• _Gegebene Aufgabe A_
Beantworten Sie anhand des Textauszugs zur Row-Major-Variante für TRLMV die folgenden Fragen:
(i) Wie wird das Ergebnis beim Ausmultiplizieren zusammengefasst?
(ii) Welche Werte durchläuft k im iterativen Algorithmus?
(iii) Welcher Fall muss laut dem letzten Satz gesondert behandelt werden?

• _Quellenauszug_
"""
Aufgabe: Row-Major-Variante für TRLMV
Wir betrachten wieder die gleiche Partionierung von \(L(A)\). Beim Ausmultiplizieren fassen wir das Ergebnis aber zeilenweise zusammen:
\[\left(\begin{array}{c} \vec{x_0} \\[0.2cm] \hline x_k \\[0.2cm] \hline \vec{x_{k+1}} \end{array}\right)\longleftarrow\left(\begin{array}{c|c|c} L_{0,0} & & \\[0.2cm] \hline {\vec{l_{k,0}}}^T & l_{k,\,k} & \\[0.2cm] \hline L_{k+1,0} & \vec{l_{k+1,\,k}} & L_{k+1,\,k+1} \end{array}\right)\left(\begin{array}{c} \vec{x_0} \\[0.2cm] \hline x_k \\[0.2cm] \hline \vec{x_{k+1}} \end{array}\right)=\left(\begin{array}{lclcl} L_{0,0} \,\vec{x_0} && &&\\[0.2cm] \hline {\vec{l_{k,0}}}^T \,\vec{x_0} &+& l_{k,\,k} \,x_k & & \\[0.2cm] \hline L_{k+1,0} \,\vec{x_0} &+& l_{k+1,\,k} \,x_k &+& L_{k+1,\,k+1} \,\vec{x_{k+1}} \end{array}\right)\]Das ist also äquivalent zu den drei Teil-Operationen
\[\begin{array}{|c|c|c|}\hline\\\text{pre}(k)&\text{inv}(k)&\text{post}(k)\\[0.8cm]\hline\\\qquad \vec{x_{k+1}} \longleftarrow L_{k+1,0} \,\vec{x_0} + l_{k+1,\,k} \,x_k + L_{k+1,\,k+1} \,\vec{x_{k+1}} \qquad &\qquad x_k \longleftarrow {\vec{l_{k,0}}}^T \,\vec{x_0} + l_{k,\,k} \,x_k \qquad &\qquad \vec{x_0} \longleftarrow L_{0,0} \,\vec{x_0} \qquad\\[1cm]\\\hline\end{array}\]Wir erhalten damit folgenden iterativen Algorithmus:
\[\begin{array}{l}\text{for}\; k=n-1, \dots, 0 \\\qquad \begin{array}{lcl} x_k & \longleftarrow & {\vec{l_{k,0}}}^T \,\vec{x_0} + l_{k,\,k} \,x_k \end{array}\\\\\end{array}\]Auch hier muss zusätzlicher der eventuelle Fall \(l_{k,\,k}=1\) gesondert behandelt werden.
"""
• _Eingabe_
"""
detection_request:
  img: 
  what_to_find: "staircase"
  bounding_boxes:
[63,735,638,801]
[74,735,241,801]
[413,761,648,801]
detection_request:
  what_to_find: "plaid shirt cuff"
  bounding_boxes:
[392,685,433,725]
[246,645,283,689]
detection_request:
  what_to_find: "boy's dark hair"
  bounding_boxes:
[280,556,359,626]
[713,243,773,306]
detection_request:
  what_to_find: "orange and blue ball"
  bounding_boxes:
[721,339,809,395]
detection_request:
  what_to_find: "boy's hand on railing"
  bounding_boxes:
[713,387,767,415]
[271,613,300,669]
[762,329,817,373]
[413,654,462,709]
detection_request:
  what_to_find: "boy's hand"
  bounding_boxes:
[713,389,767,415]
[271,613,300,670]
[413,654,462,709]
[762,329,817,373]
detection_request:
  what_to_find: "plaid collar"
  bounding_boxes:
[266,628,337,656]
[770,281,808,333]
"""
• _Gegebene Aufgabe B_
Aktualisieren Sie den Teil der Datensätze, der mit ihrer ersten Zeile beginnt und mit der Zeile endet, die „[246,645,283,689]“ enthält, indem Sie „what_to_find“ durch „search_label“ ersetzen. Alles andere bleibt unverändert, und nur dieser Teil wird ausgegeben.

• _Schriftliche Antwort A_
(i) Zeilenweise.
(ii) k = n−1, …, 0.
(iii) Der Fall l_{k,k} = 1.

• _Schriftliche Antwort B_
detection_request:
  img: 
  search_label: "staircase"
  bounding_boxes:
[63,735,638,801]
[74,735,241,801]
[413,761,648,801]
detection_request:
  search_label: "plaid shirt cuff"
  bounding_boxes:
[392,685,433,725]
[246,645,283,689]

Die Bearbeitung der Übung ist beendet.